**Collected data**
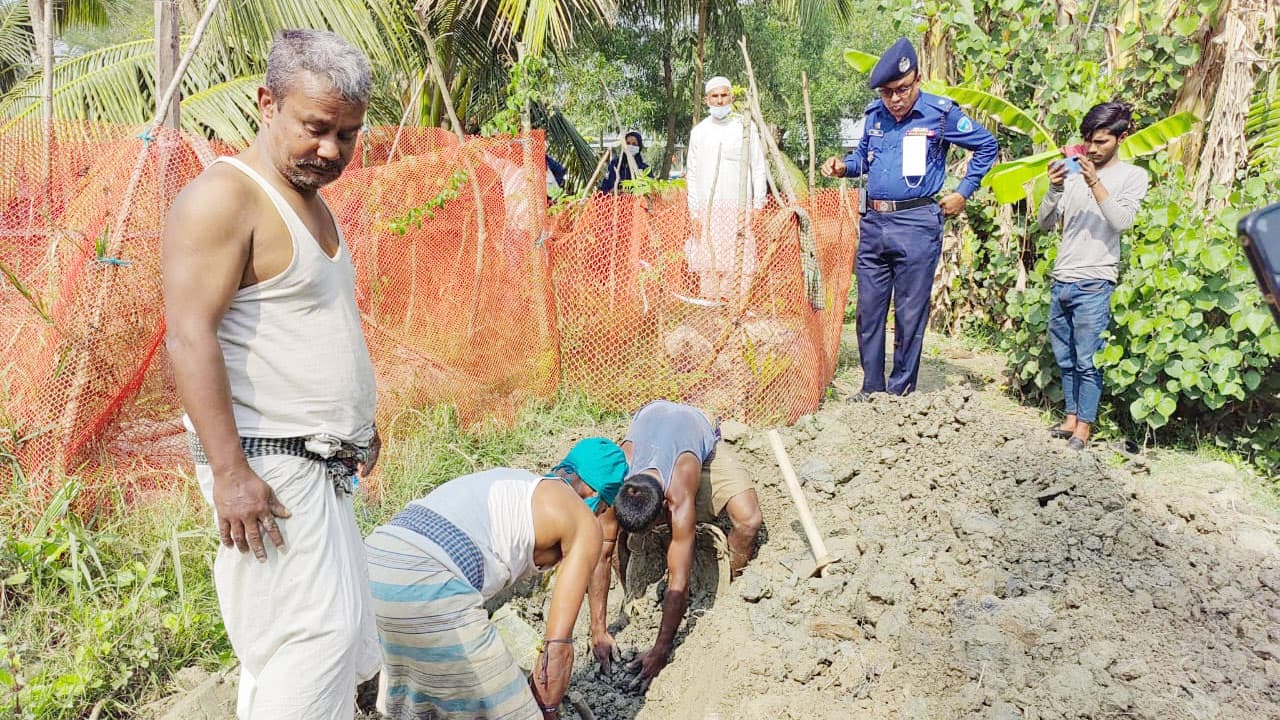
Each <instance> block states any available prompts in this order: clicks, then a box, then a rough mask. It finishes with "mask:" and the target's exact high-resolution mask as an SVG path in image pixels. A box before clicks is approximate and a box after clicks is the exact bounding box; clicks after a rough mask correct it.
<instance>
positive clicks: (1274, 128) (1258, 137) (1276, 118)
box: [1244, 92, 1280, 169]
mask: <svg viewBox="0 0 1280 720" xmlns="http://www.w3.org/2000/svg"><path fill="white" fill-rule="evenodd" d="M1244 135H1245V137H1248V138H1249V167H1251V168H1257V169H1261V168H1267V167H1268V168H1275V167H1277V165H1280V97H1276V96H1268V94H1267V92H1258V97H1257V99H1256V100H1254V101H1253V104H1252V105H1251V106H1249V114H1248V115H1247V117H1245V120H1244Z"/></svg>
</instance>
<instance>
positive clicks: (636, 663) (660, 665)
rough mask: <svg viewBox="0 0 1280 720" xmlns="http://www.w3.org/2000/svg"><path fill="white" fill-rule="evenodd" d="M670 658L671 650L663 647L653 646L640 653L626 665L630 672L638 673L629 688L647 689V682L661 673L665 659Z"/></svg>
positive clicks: (666, 659)
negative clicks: (649, 648)
mask: <svg viewBox="0 0 1280 720" xmlns="http://www.w3.org/2000/svg"><path fill="white" fill-rule="evenodd" d="M669 659H671V651H669V650H667V648H663V647H658V646H654V647H653V648H652V650H649V652H644V653H640V655H639V656H636V659H635V660H632V661H631V664H630V665H627V670H630V671H631V673H639V675H637V676H636V679H635V680H634V682H632V683H631V689H639V691H640V692H645V691H648V689H649V683H652V682H653V679H654V678H657V676H658V673H662V669H663V667H666V666H667V661H668V660H669Z"/></svg>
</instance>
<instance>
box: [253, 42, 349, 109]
mask: <svg viewBox="0 0 1280 720" xmlns="http://www.w3.org/2000/svg"><path fill="white" fill-rule="evenodd" d="M303 70H305V72H308V73H314V74H317V76H323V77H325V78H328V79H329V83H330V85H332V86H333V90H334V91H335V92H338V95H340V96H342V99H343V100H346V101H348V102H360V104H362V105H366V104H369V96H370V95H371V94H372V88H374V81H372V70H371V69H370V67H369V58H366V56H365V54H364V53H361V51H360V50H358V49H357V47H356V46H353V45H351V44H349V42H347V41H346V40H343V38H340V37H338V36H337V35H334V33H332V32H329V31H324V29H282V31H280V33H279V35H276V36H275V42H273V44H271V54H270V56H269V58H268V59H266V88H268V90H269V91H270V92H271V97H275V100H276V101H278V102H283V101H284V96H285V95H288V91H289V88H291V87H292V86H293V82H294V78H297V76H298V73H300V72H303Z"/></svg>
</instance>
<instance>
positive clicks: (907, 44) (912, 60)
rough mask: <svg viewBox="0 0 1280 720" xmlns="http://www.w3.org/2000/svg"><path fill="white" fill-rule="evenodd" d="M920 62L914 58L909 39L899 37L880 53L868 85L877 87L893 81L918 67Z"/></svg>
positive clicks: (909, 40)
mask: <svg viewBox="0 0 1280 720" xmlns="http://www.w3.org/2000/svg"><path fill="white" fill-rule="evenodd" d="M919 67H920V63H919V61H918V60H916V58H915V47H911V41H910V40H908V38H905V37H900V38H897V42H895V44H893V45H891V46H890V49H888V50H886V51H884V54H883V55H881V59H879V63H876V67H874V68H872V74H870V86H872V88H877V87H879V86H882V85H884V83H886V82H893V81H895V79H899V78H901V77H906V73H910V72H911V70H916V69H919Z"/></svg>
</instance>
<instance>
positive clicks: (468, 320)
mask: <svg viewBox="0 0 1280 720" xmlns="http://www.w3.org/2000/svg"><path fill="white" fill-rule="evenodd" d="M422 13H424V10H419V22H420V23H421V24H422V28H421V29H422V41H424V44H425V45H426V55H428V58H429V59H430V60H431V77H433V78H434V79H435V85H436V90H439V91H440V99H442V100H443V101H444V110H445V111H447V113H448V114H449V123H451V124H452V126H453V135H454V136H456V137H457V138H458V155H460V156H461V159H462V167H463V168H465V169H466V172H467V184H470V186H471V202H472V205H475V210H476V265H475V274H474V277H472V282H471V313H470V315H468V316H467V334H468V336H470V334H471V333H474V332H475V327H476V319H477V318H479V315H480V278H481V273H483V270H484V246H485V245H486V243H488V242H489V233H488V229H486V228H485V213H484V197H483V196H481V195H480V182H479V178H476V168H475V163H472V161H471V155H470V154H468V151H467V147H466V146H465V142H466V136H465V135H463V133H462V123H460V122H458V114H457V113H456V111H454V109H453V95H452V94H451V92H449V86H448V83H445V82H444V72H443V70H442V69H440V58H439V55H438V54H436V53H435V38H433V37H431V31H430V29H428V24H426V17H425V15H424V14H422Z"/></svg>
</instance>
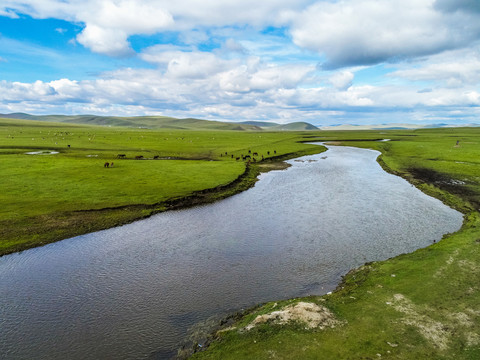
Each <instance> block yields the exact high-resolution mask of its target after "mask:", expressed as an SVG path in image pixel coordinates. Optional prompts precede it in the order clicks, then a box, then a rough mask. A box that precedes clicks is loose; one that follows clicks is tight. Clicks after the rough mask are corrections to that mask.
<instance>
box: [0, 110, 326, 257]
mask: <svg viewBox="0 0 480 360" xmlns="http://www.w3.org/2000/svg"><path fill="white" fill-rule="evenodd" d="M303 136H304V133H302V132H289V133H275V132H242V131H219V130H215V131H203V130H197V131H193V130H147V129H131V128H121V127H100V126H90V125H71V124H60V123H46V122H40V121H30V120H11V119H0V167H1V177H0V184H1V189H2V191H1V192H0V205H1V206H0V255H1V254H6V253H10V252H14V251H19V250H22V249H26V248H29V247H32V246H38V245H42V244H45V243H49V242H52V241H57V240H61V239H64V238H67V237H71V236H75V235H79V234H83V233H86V232H91V231H95V230H99V229H104V228H108V227H112V226H115V225H119V224H123V223H127V222H131V221H133V220H136V219H140V218H143V217H146V216H149V215H151V214H153V213H156V212H159V211H164V210H166V209H168V208H172V207H178V206H188V205H191V204H195V203H199V202H209V201H214V200H216V199H218V198H222V197H225V196H229V195H232V194H234V193H236V192H238V191H241V190H244V189H245V188H247V187H248V186H251V185H252V184H253V183H254V182H255V181H256V175H257V174H258V172H259V171H260V170H261V169H260V167H259V165H257V164H253V163H252V165H251V166H249V167H248V168H247V166H246V163H245V162H244V161H241V160H240V161H237V160H236V158H237V157H240V156H241V155H247V154H248V151H249V150H251V151H252V152H258V153H259V154H260V155H262V154H263V155H264V158H265V162H267V163H268V162H270V161H271V160H272V158H273V157H274V155H275V156H277V157H279V158H280V157H286V158H288V157H292V156H295V155H296V154H297V155H300V154H306V153H314V152H319V151H321V149H320V148H319V147H318V146H312V145H306V144H302V143H300V141H302V140H303V139H304V137H303ZM68 145H70V147H69V146H68ZM274 150H275V151H276V152H277V154H274ZM49 151H54V152H58V154H52V155H45V154H44V155H28V154H27V153H29V152H43V153H48V152H49ZM225 152H227V154H228V156H227V155H225ZM268 152H270V155H268ZM118 154H125V155H126V158H125V159H118V158H117V155H118ZM139 155H141V156H143V157H144V158H143V159H142V160H135V157H136V156H139ZM232 155H233V156H234V158H233V159H232V157H231V156H232ZM156 156H158V157H159V159H157V160H154V159H153V158H154V157H156ZM257 159H258V160H260V159H261V158H260V156H257ZM105 162H109V163H111V162H113V163H114V166H113V167H109V168H104V166H103V165H104V163H105ZM239 177H240V180H238V179H239ZM218 187H221V188H220V189H218ZM206 189H214V190H213V191H209V192H206V193H205V190H206Z"/></svg>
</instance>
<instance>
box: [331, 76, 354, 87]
mask: <svg viewBox="0 0 480 360" xmlns="http://www.w3.org/2000/svg"><path fill="white" fill-rule="evenodd" d="M354 77H355V75H354V74H353V73H352V72H350V71H339V72H337V73H335V74H333V75H332V76H331V77H330V79H329V81H330V83H331V84H332V85H333V86H334V87H336V88H337V89H338V90H346V89H348V88H349V87H350V86H352V81H353V78H354Z"/></svg>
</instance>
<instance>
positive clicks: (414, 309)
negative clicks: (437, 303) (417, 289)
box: [387, 294, 480, 350]
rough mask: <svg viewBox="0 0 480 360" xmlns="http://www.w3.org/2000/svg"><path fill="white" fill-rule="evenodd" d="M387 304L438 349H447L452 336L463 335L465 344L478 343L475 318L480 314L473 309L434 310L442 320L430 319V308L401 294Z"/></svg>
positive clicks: (404, 320) (441, 349) (406, 323)
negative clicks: (416, 328) (438, 312)
mask: <svg viewBox="0 0 480 360" xmlns="http://www.w3.org/2000/svg"><path fill="white" fill-rule="evenodd" d="M387 304H389V305H391V306H393V308H394V309H395V310H397V311H399V312H402V313H403V314H404V315H405V316H404V318H403V319H402V322H403V323H404V324H406V325H410V326H414V327H415V328H417V330H418V332H419V333H420V334H421V335H422V336H423V337H424V338H425V339H426V340H428V341H429V342H430V343H431V344H432V345H434V346H435V347H437V348H439V349H440V350H446V349H448V345H449V342H450V339H452V337H459V336H460V337H463V338H464V339H465V343H466V344H467V346H477V345H479V344H480V335H479V334H478V333H477V332H476V324H477V319H476V318H475V317H476V316H478V314H480V312H477V311H475V310H473V309H466V311H465V312H447V311H440V313H438V310H437V312H436V314H437V315H440V316H441V317H442V322H440V321H437V320H434V319H432V318H431V317H430V316H429V315H428V313H433V310H432V309H429V308H428V307H425V306H418V305H415V304H414V303H413V302H412V301H410V300H409V299H407V298H406V297H405V296H404V295H402V294H395V295H394V296H393V300H392V301H391V302H387Z"/></svg>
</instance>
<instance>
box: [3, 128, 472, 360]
mask: <svg viewBox="0 0 480 360" xmlns="http://www.w3.org/2000/svg"><path fill="white" fill-rule="evenodd" d="M383 138H389V139H391V140H392V141H389V142H378V141H374V140H379V139H383ZM307 140H310V141H314V140H325V141H332V142H340V143H342V144H344V145H352V146H359V147H368V148H375V149H377V150H379V151H381V152H382V156H381V157H380V158H379V162H380V163H381V165H382V166H383V167H384V168H385V169H386V170H387V171H390V172H392V173H395V174H398V175H400V176H403V177H405V178H406V179H408V180H409V181H410V182H412V183H413V184H414V185H415V186H417V187H418V188H420V189H421V190H422V191H424V192H426V193H428V194H430V195H432V196H435V197H438V198H439V199H441V200H443V201H444V202H445V203H446V204H448V205H450V206H452V207H455V208H456V209H458V210H460V211H462V212H463V213H464V214H465V222H464V225H463V227H462V229H461V230H460V231H459V232H457V233H455V234H451V235H448V236H445V238H444V239H443V240H442V241H440V242H438V243H436V244H433V245H432V246H430V247H428V248H425V249H421V250H418V251H416V252H414V253H412V254H405V255H401V256H398V257H396V258H393V259H390V260H387V261H382V262H375V263H370V264H366V265H364V266H363V267H361V268H359V269H355V270H352V271H351V272H350V273H349V274H348V275H346V276H345V277H344V280H343V282H342V284H340V285H339V287H338V288H337V290H336V291H335V292H333V293H332V294H330V295H326V296H323V297H309V298H303V299H290V300H282V299H279V300H278V301H277V302H275V303H274V302H272V303H268V304H264V305H262V306H259V307H256V308H254V309H251V310H249V311H247V312H246V313H245V314H244V316H242V317H241V318H240V319H239V320H238V321H237V322H236V323H235V324H233V328H231V329H230V330H228V331H222V332H219V333H217V334H215V341H213V342H212V344H211V345H210V347H209V348H208V350H207V351H205V352H199V353H197V354H195V355H194V357H195V358H208V359H242V358H243V359H267V358H277V359H377V358H384V359H385V358H387V359H478V358H480V305H479V304H480V284H479V282H478V279H479V276H480V214H479V204H480V172H479V166H480V160H479V159H480V130H479V129H474V128H472V129H463V128H459V129H432V130H410V131H407V130H395V131H362V132H288V133H285V132H265V131H263V132H250V131H249V132H241V131H217V130H209V131H205V130H201V131H200V130H197V131H193V130H189V131H187V130H173V129H169V130H146V129H126V128H115V127H111V128H109V127H95V126H87V125H67V124H55V123H42V122H37V121H36V122H31V121H19V120H0V166H1V175H0V176H1V178H0V179H1V189H2V191H1V192H0V205H1V206H0V247H1V250H0V252H1V253H3V254H5V253H8V252H12V251H17V250H21V249H25V248H28V247H32V246H38V245H41V244H43V243H47V242H51V241H56V240H59V239H62V238H65V237H68V236H73V235H78V234H81V233H85V232H88V231H94V230H98V229H102V228H107V227H110V226H114V225H118V224H121V223H125V222H129V221H133V220H134V219H138V218H141V217H144V216H149V215H150V214H152V213H155V212H158V211H163V210H165V209H168V208H171V207H172V206H184V205H189V204H192V203H195V202H196V201H199V202H203V201H213V200H215V199H217V198H221V197H224V196H228V195H230V194H232V193H235V192H238V191H241V190H242V189H244V188H246V187H248V186H251V184H252V183H253V182H254V181H255V177H256V174H258V172H259V171H260V168H259V166H265V167H268V166H269V165H272V164H273V163H272V162H270V161H273V160H280V159H282V158H288V157H292V156H297V155H301V154H307V153H314V152H318V151H319V150H318V147H315V146H311V145H308V144H302V143H300V142H299V141H307ZM457 141H459V144H458V146H457V145H456V144H457ZM68 145H70V147H68ZM248 149H251V150H253V151H256V152H259V153H260V154H264V156H265V158H266V159H267V160H268V161H266V162H264V163H263V164H262V165H258V164H252V165H250V166H247V165H246V163H245V162H243V161H236V160H234V159H233V160H232V158H231V154H234V157H237V156H238V155H241V154H246V153H247V152H248ZM272 150H276V151H277V154H275V156H277V158H276V159H273V160H272V158H273V157H274V154H272V153H271V154H270V155H267V151H270V152H272ZM38 151H40V152H46V151H56V152H58V154H53V155H27V154H26V153H27V152H38ZM225 152H227V153H228V155H229V156H230V157H229V156H225ZM118 154H126V157H127V159H124V160H123V159H117V158H116V156H117V155H118ZM137 155H142V156H144V160H134V157H135V156H137ZM221 155H223V156H221ZM155 156H158V157H159V158H160V159H162V160H153V158H154V157H155ZM269 156H270V157H269ZM112 161H113V162H114V166H113V167H110V168H104V167H103V164H104V163H105V162H112ZM209 189H210V190H209ZM432 226H435V224H432ZM300 301H303V302H311V303H315V304H318V305H320V306H322V307H325V308H326V309H329V311H330V312H331V314H332V317H333V318H334V319H335V322H332V323H331V324H335V325H334V326H333V325H332V326H333V327H332V326H326V327H325V328H324V329H321V328H313V329H310V328H308V327H306V326H305V324H302V323H301V322H294V323H289V324H286V325H277V324H275V323H274V322H272V321H268V322H266V323H263V324H259V325H257V326H255V327H254V328H252V329H251V330H245V327H246V326H247V325H248V324H250V323H251V322H252V321H253V320H254V319H256V318H257V316H258V315H261V314H268V313H271V312H272V311H274V310H281V309H282V308H284V307H286V306H288V305H290V304H296V303H298V302H300Z"/></svg>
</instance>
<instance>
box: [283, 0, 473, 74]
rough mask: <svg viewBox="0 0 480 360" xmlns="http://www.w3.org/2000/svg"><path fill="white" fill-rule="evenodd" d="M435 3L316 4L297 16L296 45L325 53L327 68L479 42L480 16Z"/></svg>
mask: <svg viewBox="0 0 480 360" xmlns="http://www.w3.org/2000/svg"><path fill="white" fill-rule="evenodd" d="M433 3H434V2H433V0H390V1H376V0H355V1H354V0H344V1H339V2H317V3H315V4H314V5H312V6H310V7H308V8H307V9H305V10H304V11H303V12H302V13H300V14H299V15H298V16H296V17H295V18H294V20H293V26H292V29H291V34H292V38H293V41H294V42H295V43H296V44H297V45H299V46H301V47H305V48H308V49H311V50H315V51H317V52H319V53H321V54H324V55H326V57H327V59H328V60H327V63H325V64H324V67H325V68H336V67H342V66H350V65H362V64H364V65H368V64H376V63H379V62H384V61H399V60H402V59H404V58H409V57H416V56H422V55H429V54H434V53H437V52H441V51H443V50H446V49H453V48H457V47H462V46H465V45H467V44H469V43H471V42H472V41H474V40H476V39H478V37H479V35H480V19H479V18H478V16H477V17H476V19H475V18H474V17H472V15H471V14H465V13H463V12H458V13H454V14H451V13H449V14H445V13H442V12H439V11H437V10H436V9H435V8H434V7H433ZM464 24H469V26H468V27H466V26H464Z"/></svg>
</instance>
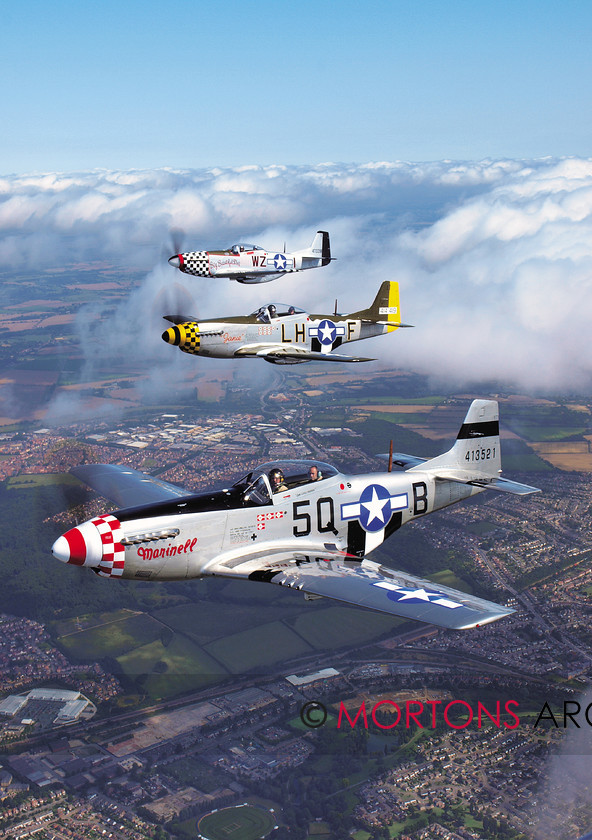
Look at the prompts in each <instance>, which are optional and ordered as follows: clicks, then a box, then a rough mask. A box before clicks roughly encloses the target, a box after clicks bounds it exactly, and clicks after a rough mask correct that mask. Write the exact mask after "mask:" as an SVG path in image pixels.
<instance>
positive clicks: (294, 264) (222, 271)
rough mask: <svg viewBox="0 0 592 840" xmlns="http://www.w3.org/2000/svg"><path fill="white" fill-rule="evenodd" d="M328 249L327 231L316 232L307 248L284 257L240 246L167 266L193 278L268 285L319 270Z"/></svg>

**WHAT THE TASK ASKS**
Copy the lines of the data above exactly as written, beginning with the line containing "positive clicks: (414, 309)" and ending with the line containing "positive clicks: (404, 320)", and leave out all other lines.

**SOLVED PROBLEM**
positive clicks: (414, 309)
negative clicks: (437, 303) (417, 289)
box: [387, 294, 480, 350]
rough mask: <svg viewBox="0 0 480 360" xmlns="http://www.w3.org/2000/svg"><path fill="white" fill-rule="evenodd" d="M387 304L438 349H447L452 336L463 335L465 344L478 343L475 318L480 314L473 309L434 310L442 320L430 319V308L401 294Z"/></svg>
positive clicks: (404, 320) (441, 349) (406, 323)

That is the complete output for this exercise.